Can you quote the lines of the material below word for word, beginning at the line that contains "find | secondary flower cluster" and continuing through the last line of the material?

::: INPUT :::

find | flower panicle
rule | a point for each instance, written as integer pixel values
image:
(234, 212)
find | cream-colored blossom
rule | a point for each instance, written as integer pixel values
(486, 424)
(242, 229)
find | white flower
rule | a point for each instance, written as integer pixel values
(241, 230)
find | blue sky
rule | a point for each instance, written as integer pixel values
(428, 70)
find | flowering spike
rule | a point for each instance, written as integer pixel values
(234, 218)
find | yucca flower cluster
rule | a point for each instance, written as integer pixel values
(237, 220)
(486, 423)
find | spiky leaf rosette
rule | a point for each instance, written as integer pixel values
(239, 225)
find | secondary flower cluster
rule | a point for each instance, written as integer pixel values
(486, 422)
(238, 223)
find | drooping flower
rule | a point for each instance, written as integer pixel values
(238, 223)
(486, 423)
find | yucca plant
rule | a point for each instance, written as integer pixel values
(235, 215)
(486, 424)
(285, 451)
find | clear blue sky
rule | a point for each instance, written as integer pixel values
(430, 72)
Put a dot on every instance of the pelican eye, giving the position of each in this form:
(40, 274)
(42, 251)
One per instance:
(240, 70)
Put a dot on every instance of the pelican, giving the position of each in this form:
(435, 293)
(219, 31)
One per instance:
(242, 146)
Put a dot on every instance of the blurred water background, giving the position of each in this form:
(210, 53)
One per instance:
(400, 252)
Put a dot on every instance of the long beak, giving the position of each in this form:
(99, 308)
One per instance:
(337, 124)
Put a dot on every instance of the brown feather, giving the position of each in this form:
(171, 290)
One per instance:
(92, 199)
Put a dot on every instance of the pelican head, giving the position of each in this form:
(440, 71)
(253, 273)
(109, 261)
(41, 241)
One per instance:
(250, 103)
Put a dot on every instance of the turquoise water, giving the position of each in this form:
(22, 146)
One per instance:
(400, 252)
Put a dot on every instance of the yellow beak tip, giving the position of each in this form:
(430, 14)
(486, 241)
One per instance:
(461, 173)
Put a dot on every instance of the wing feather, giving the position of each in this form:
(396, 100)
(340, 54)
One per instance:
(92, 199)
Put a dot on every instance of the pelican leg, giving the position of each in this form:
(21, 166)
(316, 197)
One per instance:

:::

WRITTEN SOLUTION:
find | secondary flower cluster
rule | a point for each instance, written as integer pixel values
(486, 422)
(238, 223)
find | drooping flower
rule | a point for each instance, written as integer pixel values
(238, 223)
(486, 423)
find | yucca plant
rule | a point for each instance, written as integer pixel values
(235, 215)
(486, 424)
(285, 451)
find | clear blue sky
rule | a point for each instance, written as integer pixel values
(430, 72)
Put a dot on every instance of the pelican eye, giving the position of each in this form:
(40, 274)
(42, 251)
One per instance:
(240, 70)
Put a dot on every instance of the pelican, giving the position of each in this form:
(435, 293)
(219, 31)
One per instance:
(242, 146)
Put a dot on every instance of the blurred water background, giving the position of each in this form:
(210, 53)
One per instance:
(400, 252)
Put a dot on every instance of the long beak, giving the position of each in this form:
(99, 308)
One per instance:
(337, 124)
Put a dot on every instance of the brown feather, giving the position of each in this form:
(171, 290)
One per instance:
(92, 199)
Put a dot on every instance of the pelican head, giving the position of each in this form:
(440, 71)
(253, 273)
(109, 261)
(41, 241)
One per instance:
(250, 103)
Put a dot on every instance of the turquoise water, giving the position of each in this form:
(22, 146)
One per instance:
(400, 252)
Put a dot on every instance of the yellow beak tip, giving the position of each in this form:
(430, 14)
(486, 241)
One per instance:
(461, 173)
Put a dot on every instance of the wing feather, giving the position of each in this form:
(396, 100)
(340, 54)
One per instance:
(92, 199)
Put a dot on every instance of the pelican leg, giving the position of each in this form:
(21, 166)
(316, 197)
One per instance:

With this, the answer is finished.